#### [Challenge]
Format every line of the entries below as a Markdown table with two columns, Row and Line, skipping any blank lines. Number the rows in order starting at 1.

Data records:
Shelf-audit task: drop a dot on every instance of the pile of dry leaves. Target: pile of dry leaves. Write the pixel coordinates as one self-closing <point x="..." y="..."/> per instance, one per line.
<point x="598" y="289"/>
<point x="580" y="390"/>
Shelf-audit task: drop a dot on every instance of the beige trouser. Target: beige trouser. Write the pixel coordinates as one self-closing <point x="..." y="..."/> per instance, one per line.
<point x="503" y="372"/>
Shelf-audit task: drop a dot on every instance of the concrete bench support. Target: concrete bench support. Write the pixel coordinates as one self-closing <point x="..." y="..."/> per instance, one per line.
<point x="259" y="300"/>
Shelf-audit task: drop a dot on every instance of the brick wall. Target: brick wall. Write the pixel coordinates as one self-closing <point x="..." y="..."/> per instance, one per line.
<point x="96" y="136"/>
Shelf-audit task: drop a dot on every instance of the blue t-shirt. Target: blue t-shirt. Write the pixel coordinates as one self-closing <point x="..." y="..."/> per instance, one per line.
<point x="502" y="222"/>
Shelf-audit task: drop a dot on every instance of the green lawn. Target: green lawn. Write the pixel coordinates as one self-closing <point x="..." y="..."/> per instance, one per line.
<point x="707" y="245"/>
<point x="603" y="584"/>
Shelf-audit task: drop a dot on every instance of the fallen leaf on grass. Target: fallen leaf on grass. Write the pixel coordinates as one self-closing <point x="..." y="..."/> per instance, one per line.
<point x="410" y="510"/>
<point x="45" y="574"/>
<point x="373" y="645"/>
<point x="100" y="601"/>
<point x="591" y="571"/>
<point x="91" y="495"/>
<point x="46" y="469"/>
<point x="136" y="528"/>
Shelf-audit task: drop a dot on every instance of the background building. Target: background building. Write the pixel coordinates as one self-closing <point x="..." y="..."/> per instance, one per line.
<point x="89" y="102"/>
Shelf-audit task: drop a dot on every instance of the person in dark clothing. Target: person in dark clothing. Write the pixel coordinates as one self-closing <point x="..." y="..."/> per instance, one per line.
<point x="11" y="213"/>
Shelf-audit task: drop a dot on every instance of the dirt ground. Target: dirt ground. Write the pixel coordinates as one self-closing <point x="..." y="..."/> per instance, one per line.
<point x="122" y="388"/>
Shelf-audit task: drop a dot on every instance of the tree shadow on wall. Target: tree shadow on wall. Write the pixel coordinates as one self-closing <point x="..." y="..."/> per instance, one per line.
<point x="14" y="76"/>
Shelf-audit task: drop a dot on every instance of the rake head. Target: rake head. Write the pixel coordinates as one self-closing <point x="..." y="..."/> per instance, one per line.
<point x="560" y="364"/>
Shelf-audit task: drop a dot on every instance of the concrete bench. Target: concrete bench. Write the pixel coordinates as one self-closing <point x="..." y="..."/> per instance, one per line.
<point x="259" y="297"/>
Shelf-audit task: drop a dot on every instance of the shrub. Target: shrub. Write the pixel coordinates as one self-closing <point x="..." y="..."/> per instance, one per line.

#### [Exercise response]
| Row | Line |
|---|---|
| 1 | Shelf-audit task: drop a dot on every instance of the pile of dry leaves. Target: pile of dry leaves. Write the pixel coordinates as one self-closing <point x="..." y="..."/> per instance, one per line. |
| 2 | <point x="598" y="289"/> |
| 3 | <point x="580" y="390"/> |
| 4 | Shelf-audit task: drop a dot on every instance of the beige trouser. Target: beige trouser. Write the pixel coordinates as one self-closing <point x="..." y="..."/> per instance, one per line. |
| 5 | <point x="503" y="372"/> |
| 6 | Shelf-audit task: drop a dot on every instance of the concrete bench support. Target: concrete bench support. Write the pixel coordinates as one self-closing <point x="..." y="..."/> per instance, one per line. |
| 7 | <point x="259" y="300"/> |
| 8 | Shelf-audit task: drop a dot on every instance of the brick wall. Target: brick wall. Write the pixel coordinates as one self-closing <point x="..." y="..."/> per instance, one per line. |
| 9 | <point x="96" y="136"/> |
| 10 | Shelf-audit task: drop a dot on every instance of the blue t-shirt. Target: blue t-shirt. Write the pixel coordinates as one self-closing <point x="..." y="..."/> per instance, one per line. |
| 11 | <point x="502" y="222"/> |
| 12 | Shelf-audit task: drop a dot on every instance of the green lawn. Target: green lawn. Write the pixel coordinates as one self-closing <point x="..." y="..."/> per instance, one per line. |
| 13 | <point x="707" y="245"/> |
| 14 | <point x="603" y="584"/> |
| 15 | Shelf-audit task: drop a dot on every instance of the fallen leaf on grass. Target: fallen leaf on grass. Write the pixel coordinates as one self-closing <point x="..." y="..."/> per instance, one per line. |
| 16 | <point x="410" y="510"/> |
| 17 | <point x="45" y="574"/> |
| 18 | <point x="373" y="645"/> |
| 19 | <point x="100" y="601"/> |
| 20 | <point x="591" y="571"/> |
| 21 | <point x="91" y="495"/> |
| 22 | <point x="46" y="469"/> |
| 23 | <point x="136" y="528"/> |
| 24 | Shelf-audit task: drop a dot on every instance of the background building. Target: background building. Write the pixel coordinates as one self-closing <point x="..." y="..."/> per instance, one per line. |
| 25 | <point x="89" y="102"/> |
| 26 | Shelf-audit task: drop a dot on every instance of the person in dark clothing. Target: person in dark clothing. Write the pixel coordinates as one self-closing <point x="..." y="..."/> per instance, one per line. |
| 27 | <point x="11" y="213"/> |
| 28 | Shelf-audit task: drop a dot on every instance of the dirt ground. Target: dirt ground. Write the pixel coordinates as one self-closing <point x="..." y="..."/> per instance, one per line. |
| 29 | <point x="122" y="388"/> |
| 30 | Shelf-audit task: drop a dot on every instance of the tree shadow on wall. Target: tree shadow on wall. Write the pixel coordinates as one self-closing <point x="..." y="..."/> per instance, one per line. |
| 31 | <point x="14" y="76"/> |
| 32 | Shelf-audit task: drop a dot on every instance of the rake head. Target: rake head. Write the pixel coordinates as one self-closing <point x="..." y="..."/> per instance, one per line. |
| 33 | <point x="560" y="364"/> |
| 34 | Shelf-audit task: drop a dot on every instance of the concrete bench. Target: concrete bench. Write the pixel coordinates as one self-closing <point x="..." y="..."/> per instance, one per line. |
| 35 | <point x="259" y="297"/> |
| 36 | Shelf-audit task: drop a dot on every instance of the shrub. Target: shrub. Write the pixel coordinates as one self-closing <point x="..." y="..."/> per instance, one per line. |